## DATA SUPPLIED
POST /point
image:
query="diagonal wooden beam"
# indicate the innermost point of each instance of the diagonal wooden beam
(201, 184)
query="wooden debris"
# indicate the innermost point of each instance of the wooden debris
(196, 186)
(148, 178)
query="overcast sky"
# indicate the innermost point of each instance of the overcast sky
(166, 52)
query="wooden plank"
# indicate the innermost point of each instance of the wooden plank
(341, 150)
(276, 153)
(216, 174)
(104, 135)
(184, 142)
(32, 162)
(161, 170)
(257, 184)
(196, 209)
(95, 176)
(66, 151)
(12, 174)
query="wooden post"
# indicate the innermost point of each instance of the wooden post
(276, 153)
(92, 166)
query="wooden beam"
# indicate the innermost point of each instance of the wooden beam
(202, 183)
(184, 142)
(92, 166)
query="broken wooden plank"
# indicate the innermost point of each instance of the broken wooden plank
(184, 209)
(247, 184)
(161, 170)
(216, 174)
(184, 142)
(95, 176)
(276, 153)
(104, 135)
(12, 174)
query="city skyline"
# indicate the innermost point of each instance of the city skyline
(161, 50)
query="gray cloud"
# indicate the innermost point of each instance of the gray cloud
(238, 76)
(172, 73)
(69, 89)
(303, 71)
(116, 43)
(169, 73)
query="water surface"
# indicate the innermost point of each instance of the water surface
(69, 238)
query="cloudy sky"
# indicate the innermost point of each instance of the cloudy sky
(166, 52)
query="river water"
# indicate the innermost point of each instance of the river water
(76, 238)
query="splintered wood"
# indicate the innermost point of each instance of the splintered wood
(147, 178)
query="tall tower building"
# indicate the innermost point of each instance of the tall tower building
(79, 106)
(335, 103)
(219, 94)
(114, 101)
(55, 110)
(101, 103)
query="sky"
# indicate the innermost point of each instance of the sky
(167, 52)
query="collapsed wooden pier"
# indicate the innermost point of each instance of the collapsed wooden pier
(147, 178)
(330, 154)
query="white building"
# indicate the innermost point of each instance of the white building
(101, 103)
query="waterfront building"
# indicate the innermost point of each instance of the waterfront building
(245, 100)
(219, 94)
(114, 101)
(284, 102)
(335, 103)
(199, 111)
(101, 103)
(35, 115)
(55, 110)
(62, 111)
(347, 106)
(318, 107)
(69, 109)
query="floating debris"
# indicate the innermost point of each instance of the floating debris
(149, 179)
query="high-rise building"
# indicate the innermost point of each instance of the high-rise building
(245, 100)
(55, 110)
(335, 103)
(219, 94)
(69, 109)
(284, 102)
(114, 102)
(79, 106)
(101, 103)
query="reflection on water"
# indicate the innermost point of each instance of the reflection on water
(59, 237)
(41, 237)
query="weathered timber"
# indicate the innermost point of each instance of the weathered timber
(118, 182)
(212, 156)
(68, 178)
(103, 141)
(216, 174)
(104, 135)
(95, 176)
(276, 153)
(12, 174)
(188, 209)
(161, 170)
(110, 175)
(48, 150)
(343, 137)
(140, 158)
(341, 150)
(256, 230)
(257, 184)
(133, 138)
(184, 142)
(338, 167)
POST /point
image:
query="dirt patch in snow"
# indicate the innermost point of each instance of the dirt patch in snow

## WHAT THE TASK REQUIRES
Repeat all of the records above exactly as written.

## THE SOLUTION
POST /point
image:
query="diagonal wooden beam"
# indicate the innermost point of each instance of the diagonal wooden beam
(201, 184)
query="wooden debris"
# indicate the innermost point of each instance of the wooden debris
(196, 186)
(148, 178)
query="overcast sky"
# indicate the innermost point of each instance of the overcast sky
(166, 52)
query="wooden plank"
# indicate the innermost point of each instance of the wooden plank
(341, 150)
(276, 153)
(216, 174)
(104, 135)
(184, 142)
(32, 162)
(161, 170)
(257, 184)
(196, 209)
(95, 176)
(66, 151)
(12, 174)
query="wooden post"
# indicate the innermost point of each instance of the wooden post
(276, 153)
(92, 166)
query="wooden beam"
# indicate the innermost point of each instance of the wooden beam
(202, 183)
(184, 142)
(92, 166)
query="broken wooden plank"
# indicate the innermost point of each instance of the broken wooden plank
(184, 209)
(247, 184)
(161, 170)
(216, 174)
(184, 142)
(95, 176)
(276, 153)
(104, 135)
(12, 174)
query="city skyline"
# indicate the innermost point of each instance of the city skyline
(161, 50)
query="gray cloud"
# indicate the innermost point of each instance of the gray cloud
(238, 76)
(172, 73)
(69, 89)
(303, 71)
(116, 43)
(169, 73)
query="water surface"
# indicate the innermost point of each instance of the water surface
(69, 238)
query="cloudy sky"
# indicate the innermost point of each instance of the cloudy sky
(166, 52)
query="river water"
# indicate the innermost point of each instance of the river water
(76, 238)
query="splintered wood"
# indicate the innermost point of each instance of the splintered wood
(147, 178)
query="tall tower building"
# indicate the innermost point of each instance of the tall tower building
(79, 106)
(335, 103)
(219, 94)
(114, 101)
(55, 110)
(101, 103)
query="sky"
# indicate the innermost point of each instance of the sky
(167, 52)
query="collapsed wooden pier"
# indicate the innermost point of each instance of the collapsed wooden pier
(147, 178)
(330, 154)
query="white building"
# indicate the innermost point of each instance of the white building
(101, 103)
query="waterfront building"
# indicate the innermost point of each instance of the waterfront building
(245, 100)
(219, 94)
(114, 101)
(284, 102)
(335, 103)
(199, 111)
(101, 103)
(35, 115)
(55, 110)
(62, 111)
(347, 106)
(318, 107)
(69, 109)
query="floating debris"
# indicate the innermost point of each instance of the floating debris
(149, 179)
query="high-rise building"
# indicate the innermost point of each instance of the high-rise building
(245, 100)
(55, 110)
(335, 103)
(219, 94)
(69, 109)
(284, 102)
(114, 102)
(79, 106)
(101, 103)
query="reflection on water"
# indicate the innermost point of each instance of the reflection on water
(59, 237)
(41, 237)
query="weathered timber"
# indicate the innermost point of each instance of the weathered timber
(118, 182)
(212, 156)
(68, 178)
(103, 141)
(216, 174)
(104, 135)
(95, 176)
(276, 153)
(12, 174)
(188, 209)
(161, 170)
(110, 175)
(48, 150)
(343, 137)
(140, 158)
(341, 150)
(256, 230)
(257, 184)
(133, 138)
(184, 142)
(338, 167)
POST /point
image:
query="dirt patch in snow"
# indicate the innermost point of each instance of the dirt patch in snow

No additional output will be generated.